Translates a text column in a Flink SQL job using a large language model (LLM).
Limitations
-
Requires Ververica Runtime (VVR) 11.4 or later.
-
Throughput is subject to rate limiting by the model platform. When the rate limit is exceeded, the Flink job experiences backpressure and this operator becomes a bottleneck. Severe rate limiting triggers timeout errors and causes the job to restart.
Syntax
AI_TRANSLATE(
MODEL => MODEL <MODEL NAME>,
INPUT => <INPUT COLUMN NAME>,
SOURCE_LANG => <SOURCE LANGUAGE>,
TARGET_LANG => <TARGET LANGUAGE>
)
Parameters
| Parameter |
Data type |
Description |
MODEL <MODEL NAME> |
MODEL |
The name of the registered model service. For more information, see Model settings. The output type of this model must be VARIANT. |
<INPUT COLUMN NAME> |
STRING |
The source text to translate. |
<SOURCE LANGUAGE> |
STRING |
The language code of the source text (for example, zh for Chinese). Pass auto to let the model detect the language automatically. Must be a constant. |
<TARGET LANGUAGE> |
STRING |
The language code of the target language (for example, zh for Chinese). Must be a constant. |
The supported languages are determined by the model you register.

◆ Exercise instructions ◆
- a) Write out the passage of the AI_TRANSLATE function reference from "Translates a text" up to and including "job to restart.", word for word.
- b) Extend the AI_TRANSLATE function reference with the part that comes next, starting after its final sentence.

(Stored data entries)
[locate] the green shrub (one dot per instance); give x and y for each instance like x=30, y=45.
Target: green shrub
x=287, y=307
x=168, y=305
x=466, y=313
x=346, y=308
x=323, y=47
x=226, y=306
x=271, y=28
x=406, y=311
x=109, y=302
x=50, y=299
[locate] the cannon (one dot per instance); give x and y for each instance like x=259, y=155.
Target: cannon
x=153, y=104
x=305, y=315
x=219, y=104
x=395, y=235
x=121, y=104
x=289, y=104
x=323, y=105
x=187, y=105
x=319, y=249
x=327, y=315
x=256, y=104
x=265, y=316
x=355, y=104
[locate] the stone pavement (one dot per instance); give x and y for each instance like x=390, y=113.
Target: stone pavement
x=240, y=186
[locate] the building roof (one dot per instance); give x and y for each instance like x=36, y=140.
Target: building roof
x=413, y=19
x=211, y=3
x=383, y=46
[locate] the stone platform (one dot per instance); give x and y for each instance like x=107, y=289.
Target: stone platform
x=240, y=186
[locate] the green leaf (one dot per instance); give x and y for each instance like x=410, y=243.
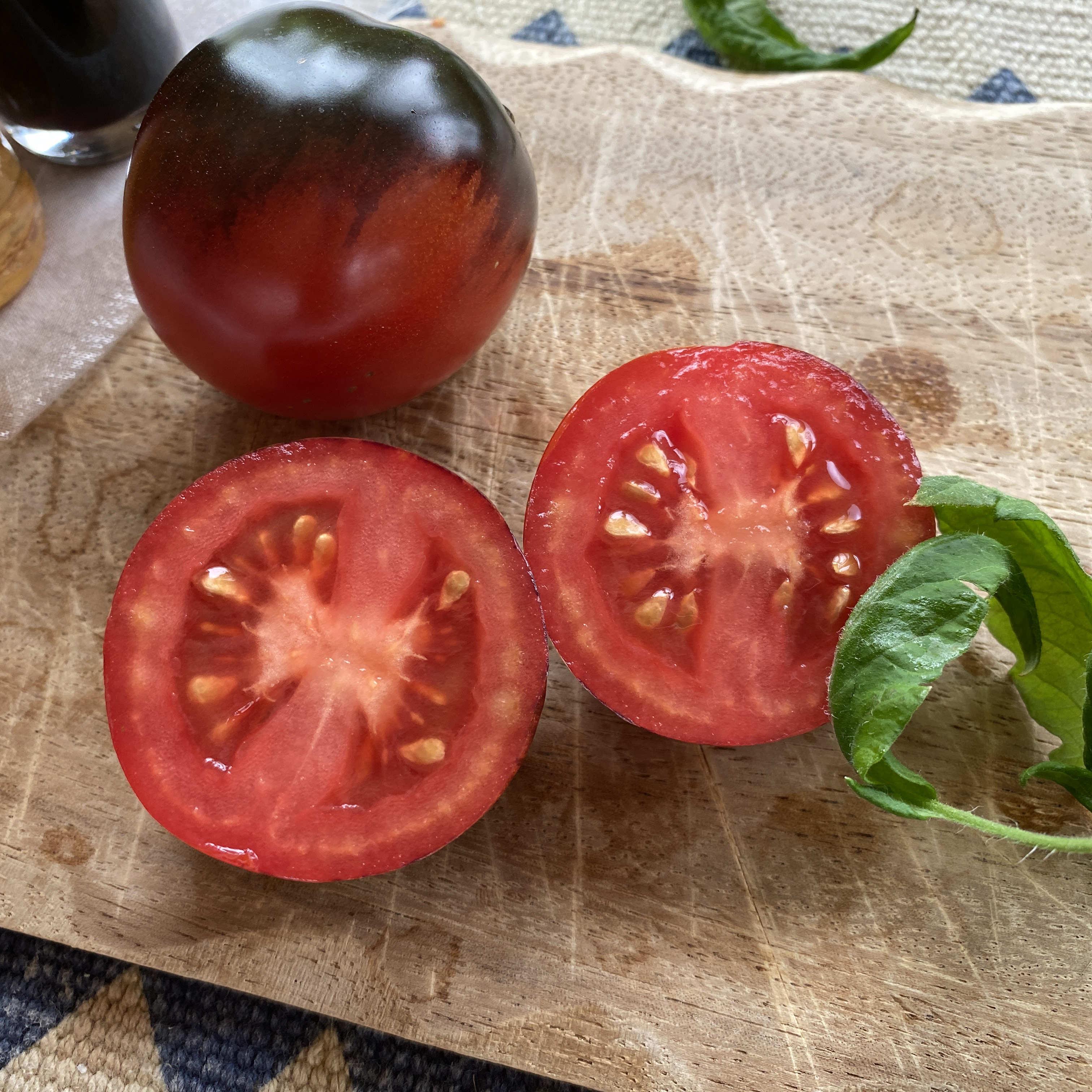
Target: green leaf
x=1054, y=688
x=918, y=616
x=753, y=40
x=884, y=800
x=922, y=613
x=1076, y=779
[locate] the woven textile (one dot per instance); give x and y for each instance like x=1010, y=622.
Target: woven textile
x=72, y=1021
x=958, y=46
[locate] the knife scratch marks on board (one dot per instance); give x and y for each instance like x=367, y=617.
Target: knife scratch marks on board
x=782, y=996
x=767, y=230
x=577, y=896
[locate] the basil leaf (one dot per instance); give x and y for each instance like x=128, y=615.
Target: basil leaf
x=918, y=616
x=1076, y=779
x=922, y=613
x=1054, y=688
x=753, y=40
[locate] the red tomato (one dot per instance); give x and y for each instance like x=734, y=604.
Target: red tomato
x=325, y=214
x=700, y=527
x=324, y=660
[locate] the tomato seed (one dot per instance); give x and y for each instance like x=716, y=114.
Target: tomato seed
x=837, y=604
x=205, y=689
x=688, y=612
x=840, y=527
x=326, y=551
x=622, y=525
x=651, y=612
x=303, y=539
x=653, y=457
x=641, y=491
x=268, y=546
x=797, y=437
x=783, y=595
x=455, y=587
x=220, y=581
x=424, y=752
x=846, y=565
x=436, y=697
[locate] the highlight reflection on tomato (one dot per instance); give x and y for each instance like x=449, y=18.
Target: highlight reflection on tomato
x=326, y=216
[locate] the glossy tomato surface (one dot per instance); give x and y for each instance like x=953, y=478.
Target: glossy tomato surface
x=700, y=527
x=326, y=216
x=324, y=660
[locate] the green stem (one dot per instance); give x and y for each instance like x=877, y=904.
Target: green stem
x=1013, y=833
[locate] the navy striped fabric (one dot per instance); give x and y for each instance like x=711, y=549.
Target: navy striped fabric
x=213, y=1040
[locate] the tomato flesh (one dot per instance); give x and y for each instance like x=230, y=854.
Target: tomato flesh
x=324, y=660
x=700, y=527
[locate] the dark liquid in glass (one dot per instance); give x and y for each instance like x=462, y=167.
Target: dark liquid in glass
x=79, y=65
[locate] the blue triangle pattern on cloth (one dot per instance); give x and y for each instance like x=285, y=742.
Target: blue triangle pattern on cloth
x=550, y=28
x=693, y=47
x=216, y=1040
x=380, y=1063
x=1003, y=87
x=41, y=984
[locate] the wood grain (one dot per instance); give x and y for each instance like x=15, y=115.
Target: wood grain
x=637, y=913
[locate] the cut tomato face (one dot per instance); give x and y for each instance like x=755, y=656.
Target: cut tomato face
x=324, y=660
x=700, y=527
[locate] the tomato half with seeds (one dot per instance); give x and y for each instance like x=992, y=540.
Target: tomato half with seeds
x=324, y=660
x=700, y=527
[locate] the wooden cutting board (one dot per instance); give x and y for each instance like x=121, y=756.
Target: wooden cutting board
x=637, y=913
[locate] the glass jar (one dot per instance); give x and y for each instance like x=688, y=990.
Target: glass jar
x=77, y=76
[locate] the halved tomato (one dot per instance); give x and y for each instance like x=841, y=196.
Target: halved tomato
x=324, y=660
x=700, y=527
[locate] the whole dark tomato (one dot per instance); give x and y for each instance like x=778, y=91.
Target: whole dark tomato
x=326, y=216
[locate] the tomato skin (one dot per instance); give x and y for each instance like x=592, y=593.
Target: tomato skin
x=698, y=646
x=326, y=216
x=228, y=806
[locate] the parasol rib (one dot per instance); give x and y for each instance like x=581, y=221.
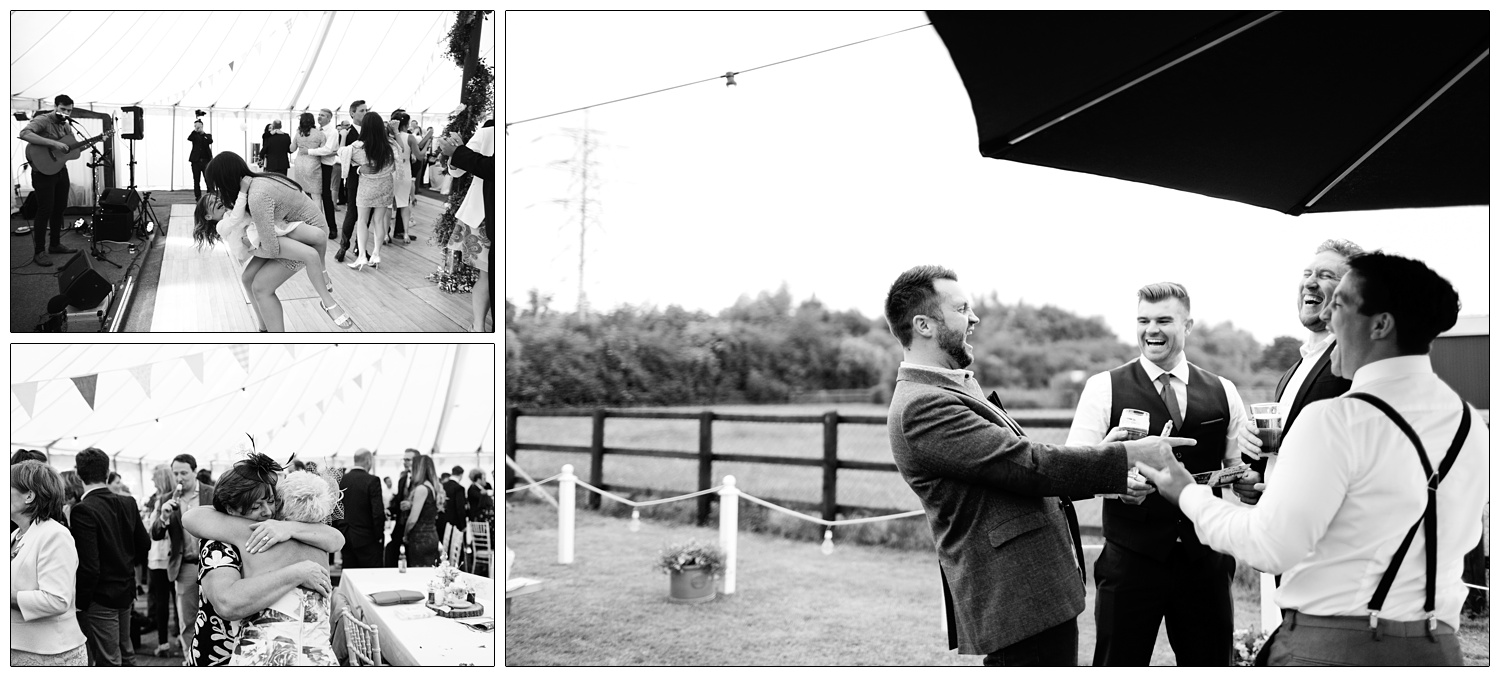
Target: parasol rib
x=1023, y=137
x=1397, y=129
---
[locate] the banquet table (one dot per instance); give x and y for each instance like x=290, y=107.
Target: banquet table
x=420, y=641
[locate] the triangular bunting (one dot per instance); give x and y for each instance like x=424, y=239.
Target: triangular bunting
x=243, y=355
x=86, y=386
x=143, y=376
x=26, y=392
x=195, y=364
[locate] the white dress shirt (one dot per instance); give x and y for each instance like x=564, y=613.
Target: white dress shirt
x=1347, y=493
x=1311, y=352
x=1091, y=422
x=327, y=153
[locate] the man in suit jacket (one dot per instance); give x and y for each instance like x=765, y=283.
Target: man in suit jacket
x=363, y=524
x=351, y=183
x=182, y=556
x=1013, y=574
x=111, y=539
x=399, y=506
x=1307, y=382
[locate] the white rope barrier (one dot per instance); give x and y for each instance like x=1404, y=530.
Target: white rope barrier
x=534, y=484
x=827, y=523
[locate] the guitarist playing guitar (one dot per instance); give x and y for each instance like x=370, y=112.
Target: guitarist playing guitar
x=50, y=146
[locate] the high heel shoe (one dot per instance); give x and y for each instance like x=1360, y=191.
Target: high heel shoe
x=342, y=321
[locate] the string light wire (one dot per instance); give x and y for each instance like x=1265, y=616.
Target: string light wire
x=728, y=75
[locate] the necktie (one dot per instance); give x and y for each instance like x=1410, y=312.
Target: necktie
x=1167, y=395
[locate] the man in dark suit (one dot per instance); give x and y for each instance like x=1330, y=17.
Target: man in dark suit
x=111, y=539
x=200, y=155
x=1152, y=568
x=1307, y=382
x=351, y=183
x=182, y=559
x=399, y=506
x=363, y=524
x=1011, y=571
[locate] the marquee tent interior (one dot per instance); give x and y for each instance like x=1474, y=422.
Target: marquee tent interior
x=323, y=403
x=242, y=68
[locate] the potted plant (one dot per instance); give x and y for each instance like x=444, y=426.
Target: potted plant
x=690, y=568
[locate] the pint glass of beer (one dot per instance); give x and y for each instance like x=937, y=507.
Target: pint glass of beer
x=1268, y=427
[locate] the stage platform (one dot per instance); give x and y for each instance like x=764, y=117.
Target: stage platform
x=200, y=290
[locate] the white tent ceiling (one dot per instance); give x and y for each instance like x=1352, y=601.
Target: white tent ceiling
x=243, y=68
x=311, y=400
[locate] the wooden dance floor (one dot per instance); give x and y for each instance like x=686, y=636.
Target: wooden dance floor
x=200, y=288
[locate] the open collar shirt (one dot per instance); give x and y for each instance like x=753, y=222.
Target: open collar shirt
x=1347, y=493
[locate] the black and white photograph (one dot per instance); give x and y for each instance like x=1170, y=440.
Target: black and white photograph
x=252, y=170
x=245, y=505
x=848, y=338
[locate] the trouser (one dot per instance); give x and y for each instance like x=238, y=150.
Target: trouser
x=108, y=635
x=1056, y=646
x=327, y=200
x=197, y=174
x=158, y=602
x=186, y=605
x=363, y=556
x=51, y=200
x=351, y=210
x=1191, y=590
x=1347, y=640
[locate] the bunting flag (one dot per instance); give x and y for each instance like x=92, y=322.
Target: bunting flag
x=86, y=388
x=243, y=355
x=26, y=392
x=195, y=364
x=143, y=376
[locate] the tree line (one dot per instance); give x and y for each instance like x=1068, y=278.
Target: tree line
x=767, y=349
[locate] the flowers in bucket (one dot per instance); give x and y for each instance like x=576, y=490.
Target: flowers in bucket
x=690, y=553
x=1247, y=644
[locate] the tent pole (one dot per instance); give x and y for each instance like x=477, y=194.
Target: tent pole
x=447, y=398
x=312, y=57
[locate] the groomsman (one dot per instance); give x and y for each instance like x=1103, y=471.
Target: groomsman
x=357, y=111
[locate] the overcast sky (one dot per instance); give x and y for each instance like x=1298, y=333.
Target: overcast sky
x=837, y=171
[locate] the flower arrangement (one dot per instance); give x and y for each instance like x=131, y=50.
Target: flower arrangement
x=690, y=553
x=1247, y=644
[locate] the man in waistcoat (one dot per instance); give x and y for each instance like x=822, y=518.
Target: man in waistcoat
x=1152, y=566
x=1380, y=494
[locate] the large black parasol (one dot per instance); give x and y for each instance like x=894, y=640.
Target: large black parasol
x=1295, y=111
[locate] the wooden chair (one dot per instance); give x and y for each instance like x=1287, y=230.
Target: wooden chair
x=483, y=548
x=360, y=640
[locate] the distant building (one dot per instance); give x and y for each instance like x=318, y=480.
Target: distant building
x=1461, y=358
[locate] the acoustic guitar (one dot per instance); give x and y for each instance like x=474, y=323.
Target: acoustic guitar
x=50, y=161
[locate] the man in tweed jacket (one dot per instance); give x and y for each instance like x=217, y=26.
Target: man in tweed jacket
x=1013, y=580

◆ Answer list ◆
- a)
Translates a text column in a Flink SQL job using a large language model (LLM).
Limitations
-
Requires Ververica Runtime (VVR) 11.4 or later.
-
Throughput is subject to rate limiting by the model platform. When the rate limit is exceeded, the Flink job experiences backpressure and this operator becomes a bottleneck. Severe rate limiting triggers timeout errors and causes the job to restart.

- b)
Supported languages
| Language |
Code |
| Arabic |
ar |
| Chinese |
zh |
| English |
en |
| French |
fr |
| German |
de |
| Japanese |
ja |
| Korean |
ko |
| Portuguese |
pt |
| Russian |
ru |
| Spanish |
es |
Return values
| Field |
Data type |
Description |
translated_text |
STRING |
The translated text. |
detected_language |
STRING |
The detected source language. |
Examples
The following examples create a Qwen-Plus model and use AI_TRANSLATE to translate English text to Chinese. Both positional and named argument syntax are shown.
Test data
| id |
content |
| 1 |
I like Flink very much. It's so fast! |
SQL statements
CREATE TEMPORARY MODEL general_model
INPUT (`input` STRING)
OUTPUT (`content` VARIANT)
WITH (
'provider' = 'openai-compat',
'endpoint' = '<YOUR ENDPOINT>',
'apiKey' = '<YOUR KEY>',
'model' = 'qwen-plus'
);
CREATE TEMPORARY VIEW infos(id, content)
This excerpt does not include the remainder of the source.